**THE EXERCISE**.
Rewrite the records below, replacing "Analyze the frame" with "Examine the frame" everywhere it occurs and leaving everything else unchanged.

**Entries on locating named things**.
|---|
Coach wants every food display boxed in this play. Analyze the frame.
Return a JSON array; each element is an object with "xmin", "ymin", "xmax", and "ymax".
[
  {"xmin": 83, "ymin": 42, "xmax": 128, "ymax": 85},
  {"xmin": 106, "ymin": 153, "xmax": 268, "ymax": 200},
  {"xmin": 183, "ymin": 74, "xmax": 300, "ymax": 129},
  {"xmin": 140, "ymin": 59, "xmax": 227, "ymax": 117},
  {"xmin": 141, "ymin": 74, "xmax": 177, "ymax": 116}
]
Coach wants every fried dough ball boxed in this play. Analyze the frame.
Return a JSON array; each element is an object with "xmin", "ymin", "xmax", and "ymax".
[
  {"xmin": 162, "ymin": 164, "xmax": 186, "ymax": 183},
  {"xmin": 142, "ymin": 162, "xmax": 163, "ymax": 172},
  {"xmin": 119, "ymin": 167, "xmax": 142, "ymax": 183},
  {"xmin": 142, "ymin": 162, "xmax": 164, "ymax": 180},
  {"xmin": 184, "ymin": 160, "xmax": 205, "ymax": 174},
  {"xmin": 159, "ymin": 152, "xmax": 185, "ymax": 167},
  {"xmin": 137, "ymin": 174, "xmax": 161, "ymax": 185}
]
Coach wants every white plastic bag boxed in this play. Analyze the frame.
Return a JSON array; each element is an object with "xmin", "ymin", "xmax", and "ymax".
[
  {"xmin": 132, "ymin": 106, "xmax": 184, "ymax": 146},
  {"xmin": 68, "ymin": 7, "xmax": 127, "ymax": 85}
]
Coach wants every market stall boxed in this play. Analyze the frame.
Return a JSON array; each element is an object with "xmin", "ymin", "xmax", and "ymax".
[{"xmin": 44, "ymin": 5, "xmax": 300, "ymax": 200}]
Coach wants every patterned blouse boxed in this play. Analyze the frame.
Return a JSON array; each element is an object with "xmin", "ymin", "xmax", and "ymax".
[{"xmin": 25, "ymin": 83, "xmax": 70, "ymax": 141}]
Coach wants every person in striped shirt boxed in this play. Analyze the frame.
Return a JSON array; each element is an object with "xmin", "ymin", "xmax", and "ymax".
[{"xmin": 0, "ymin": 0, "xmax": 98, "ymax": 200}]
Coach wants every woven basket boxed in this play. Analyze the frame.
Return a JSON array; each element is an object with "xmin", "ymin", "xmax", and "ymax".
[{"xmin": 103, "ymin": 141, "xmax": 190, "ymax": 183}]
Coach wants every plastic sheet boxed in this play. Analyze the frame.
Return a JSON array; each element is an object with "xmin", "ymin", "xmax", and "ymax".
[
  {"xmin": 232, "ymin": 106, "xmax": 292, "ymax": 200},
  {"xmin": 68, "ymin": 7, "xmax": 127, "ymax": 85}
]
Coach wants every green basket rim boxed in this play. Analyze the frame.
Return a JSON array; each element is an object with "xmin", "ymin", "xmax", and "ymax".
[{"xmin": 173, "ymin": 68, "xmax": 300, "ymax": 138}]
|---|
**FINISHED ANSWER**.
Coach wants every food display boxed in this play. Examine the frame.
Return a JSON array; each element is an object with "xmin", "ymin", "xmax", and "ymax".
[
  {"xmin": 83, "ymin": 42, "xmax": 128, "ymax": 85},
  {"xmin": 106, "ymin": 153, "xmax": 268, "ymax": 200},
  {"xmin": 183, "ymin": 74, "xmax": 300, "ymax": 129},
  {"xmin": 140, "ymin": 59, "xmax": 227, "ymax": 117},
  {"xmin": 141, "ymin": 74, "xmax": 177, "ymax": 116}
]
Coach wants every fried dough ball boxed in this play. Examine the frame.
Return a JSON array; each element is an object with "xmin", "ymin", "xmax", and "ymax".
[
  {"xmin": 162, "ymin": 164, "xmax": 186, "ymax": 183},
  {"xmin": 142, "ymin": 162, "xmax": 163, "ymax": 172},
  {"xmin": 119, "ymin": 167, "xmax": 142, "ymax": 183},
  {"xmin": 142, "ymin": 162, "xmax": 164, "ymax": 180},
  {"xmin": 184, "ymin": 160, "xmax": 205, "ymax": 174},
  {"xmin": 159, "ymin": 152, "xmax": 185, "ymax": 167},
  {"xmin": 137, "ymin": 174, "xmax": 161, "ymax": 185}
]
Coach wants every white plastic bag boxed in this play. Examine the frame.
Return a JSON array; each element is an object with "xmin", "ymin", "xmax", and "ymax".
[
  {"xmin": 132, "ymin": 106, "xmax": 184, "ymax": 146},
  {"xmin": 68, "ymin": 7, "xmax": 127, "ymax": 85}
]
Coach wants every market stall boxed in this play. Examine the frame.
Return a JSON array; each element is an object with "xmin", "ymin", "xmax", and "ymax".
[{"xmin": 44, "ymin": 5, "xmax": 300, "ymax": 200}]
Coach wants every patterned blouse boxed in this play. Examine the frame.
Return a JSON array; each element is an object with "xmin", "ymin", "xmax", and "ymax".
[{"xmin": 25, "ymin": 83, "xmax": 70, "ymax": 141}]
Coach wants every person in striped shirt boxed in this play. Examine the frame.
Return a JSON array; each element is an object with "xmin", "ymin", "xmax", and "ymax".
[{"xmin": 0, "ymin": 0, "xmax": 98, "ymax": 200}]
Coach wants every woven basket boxed in this play. Examine the frame.
Return a JSON array; each element is an object with "xmin", "ymin", "xmax", and "ymax".
[{"xmin": 103, "ymin": 141, "xmax": 190, "ymax": 183}]
Coach wants every plastic sheet boxed in this play. Examine the frame.
Return a JSON array; each element is an object with "xmin", "ymin", "xmax", and "ymax".
[
  {"xmin": 232, "ymin": 106, "xmax": 292, "ymax": 200},
  {"xmin": 68, "ymin": 7, "xmax": 127, "ymax": 85}
]
Coach wants every green basket rim boxed in this play. Examine the frame.
Return a JSON array; each element is an object with "xmin", "ymin", "xmax", and "ymax".
[{"xmin": 173, "ymin": 68, "xmax": 300, "ymax": 138}]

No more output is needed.